### ТЕКСТ ДОКУМЕНТА
▶

В тревоге пестрой и бесплодной

Большого света и двора…

Рядом, в форме подчеркнутого параллелизма, поставлены два союза “и”, две, как будто тождественные, грамматические конструкции. Однако они не тождественны, а параллельны, и сопоставление их лишь подчеркивает разницу. Во втором случае “и” соединяет настолько равные члены, что даже теряет характер средства соединения. Выражение “большой свет и двор” сливается в одно фразеологическое целое, отдельные компоненты которого утрачивают самостоятельность. В первом случае союз “и” соединяет не только разнородные, но и разноплановые понятия. Утверждая их параллельность, он способствует выделению в их значениях некоего семантического пятна — архисемы, а понятия эти, в свою очередь, поскольку явно ощущается разница между архисемой и каждым из них в отдельности, бросают на семантику союза отсвет противительного значения. Это значение отношения между понятиями “пестрый” и “бесплодный” могло бы пройти неощутимым, если бы первое “и” не было параллельно второму, в котором этот оттенок начисто отсутствует и, следовательно, выделяется в акте сопоставления.

Подобные же примеры того, что грамматические элементы приобретают в поэзии особый смысл, можно было бы продолжить для всех грамматических классов.

Глубокая мысль Р.Якобсона нуждается, на наш взгляд, лишь в одной коррективе. Увлекшись красивой параллелью грамматики и геометрии, Р.Якобсон склонен противопоставлять грамматические — чисто реляционные значения — материальным лексическим. В поэзии безусловное разграничение этих уровней (при большей, как мы уже отмечали, независимости, чем на уровне звуков поэтической речи) не представляется возможным. Это очень хорошо заметно на примере тех же местоимений, отношения которых конструируют модель поэтического мира, в то время как конструкция содержания самого этого местоимения часто оказывается в зависимости от всего понятийного (лексико-семантического) строя произведения в целом.

Поясним мысль примером. Остановимся на стихотворении Лермонтова “Дума” — одном из наиболее ярких в русской поэзии примеров раскрытия основной авторской мысли через систему субъектно-объектных отношений, нашедших выражение главным образом в местоимениях. Но это же стихотворение — яркий пример связи между чисто реляционным и вещественным планами. Отдельные в языке, они соотнесены в стихотворении, поскольку и субъект (“я”), и объект (здесь — “мы”) берутся не в общеязыковом смысле, а моделируются на глазах у читателя.

Начало стихотворения манифестирует разделение субъекта и объекта. Субъект дан в форме местоимения первого лица ед. числа — “я”, объект — местоимения третьего лица ед. числа “состарится оно”, “его грядущее” и прямо назван — “поколенье”. Расположение субъекта и объекта по грамматической схеме: подлежащее — дополнение со связью, между ними — сказуемое, выраженное переходным глаголом “гляжу”:

Я гляжу на поколенье —

резко разделяет их как две отдельные и противопоставленные сферы. Действие это: “гляжу” — имеет не только направление, но и эмоциональную окраску, переданную обстоятельством образа действия “печально” и еще более углубляющую пропасть между “я” и “оно”.

◀

### ЗАДАНИЕ A
Какой формой, согласно тексту, выражен субъект в начале стихотворения «Дума»?
Текст и записи взяты из разных источников.

### ИЗВЛЕЧЁННЫЕ ДАННЫЕ
▶

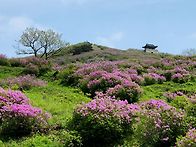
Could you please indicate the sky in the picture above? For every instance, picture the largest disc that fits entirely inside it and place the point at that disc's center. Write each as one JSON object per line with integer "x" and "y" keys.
{"x": 122, "y": 24}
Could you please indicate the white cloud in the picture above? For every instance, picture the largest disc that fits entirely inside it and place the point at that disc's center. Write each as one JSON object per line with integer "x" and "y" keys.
{"x": 10, "y": 30}
{"x": 77, "y": 2}
{"x": 193, "y": 36}
{"x": 110, "y": 40}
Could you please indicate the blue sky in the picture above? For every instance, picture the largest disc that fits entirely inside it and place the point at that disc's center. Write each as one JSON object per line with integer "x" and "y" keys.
{"x": 170, "y": 24}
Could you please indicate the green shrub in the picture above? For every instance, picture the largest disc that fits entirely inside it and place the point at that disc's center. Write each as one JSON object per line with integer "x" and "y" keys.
{"x": 188, "y": 140}
{"x": 159, "y": 124}
{"x": 180, "y": 102}
{"x": 68, "y": 77}
{"x": 104, "y": 121}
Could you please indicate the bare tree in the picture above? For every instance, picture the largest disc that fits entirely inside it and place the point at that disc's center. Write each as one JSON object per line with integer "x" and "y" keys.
{"x": 40, "y": 42}
{"x": 51, "y": 43}
{"x": 30, "y": 39}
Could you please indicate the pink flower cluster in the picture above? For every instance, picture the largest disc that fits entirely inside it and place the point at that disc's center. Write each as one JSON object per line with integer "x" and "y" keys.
{"x": 106, "y": 107}
{"x": 152, "y": 78}
{"x": 23, "y": 110}
{"x": 162, "y": 121}
{"x": 172, "y": 95}
{"x": 16, "y": 112}
{"x": 23, "y": 82}
{"x": 8, "y": 97}
{"x": 189, "y": 140}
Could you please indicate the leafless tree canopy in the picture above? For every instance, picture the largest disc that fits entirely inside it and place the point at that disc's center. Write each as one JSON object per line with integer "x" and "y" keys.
{"x": 40, "y": 42}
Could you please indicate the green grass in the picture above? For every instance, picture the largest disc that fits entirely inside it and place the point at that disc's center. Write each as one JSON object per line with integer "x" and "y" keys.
{"x": 60, "y": 102}
{"x": 156, "y": 91}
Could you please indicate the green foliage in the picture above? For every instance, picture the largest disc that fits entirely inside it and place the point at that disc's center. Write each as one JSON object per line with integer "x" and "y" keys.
{"x": 67, "y": 76}
{"x": 180, "y": 102}
{"x": 4, "y": 62}
{"x": 80, "y": 48}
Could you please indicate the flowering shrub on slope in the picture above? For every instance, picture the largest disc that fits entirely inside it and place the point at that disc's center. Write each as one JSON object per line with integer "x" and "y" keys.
{"x": 23, "y": 82}
{"x": 104, "y": 120}
{"x": 152, "y": 78}
{"x": 189, "y": 140}
{"x": 117, "y": 84}
{"x": 159, "y": 124}
{"x": 4, "y": 60}
{"x": 18, "y": 117}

◀

### ЗАДАНИЕ B
Извлеките из записей строки со строки, содержащей «Could you please indicate the green grass», до конца записей включительно и повторите их без изменений.

### ПРАВИЛЬНЫЙ ОТВЕТ A
Местоимением первого лица единственного числа — «я».

### ПРАВИЛЬНЫЙ ОТВЕТ B
Could you please indicate the green grass in the picture above? For every instance, picture the largest disc that fits entirely inside it and place the point at that disc's center. Write each as one JSON object per line with integer "x" and "y" keys.
{"x": 60, "y": 102}
{"x": 156, "y": 91}
Could you please indicate the green foliage in the picture above? For every instance, picture the largest disc that fits entirely inside it and place the point at that disc's center. Write each as one JSON object per line with integer "x" and "y" keys.
{"x": 67, "y": 76}
{"x": 180, "y": 102}
{"x": 4, "y": 62}
{"x": 80, "y": 48}
Could you please indicate the flowering shrub on slope in the picture above? For every instance, picture the largest disc that fits entirely inside it and place the point at that disc's center. Write each as one JSON object per line with integer "x" and "y" keys.
{"x": 23, "y": 82}
{"x": 104, "y": 120}
{"x": 152, "y": 78}
{"x": 189, "y": 140}
{"x": 117, "y": 84}
{"x": 159, "y": 124}
{"x": 4, "y": 60}
{"x": 18, "y": 117}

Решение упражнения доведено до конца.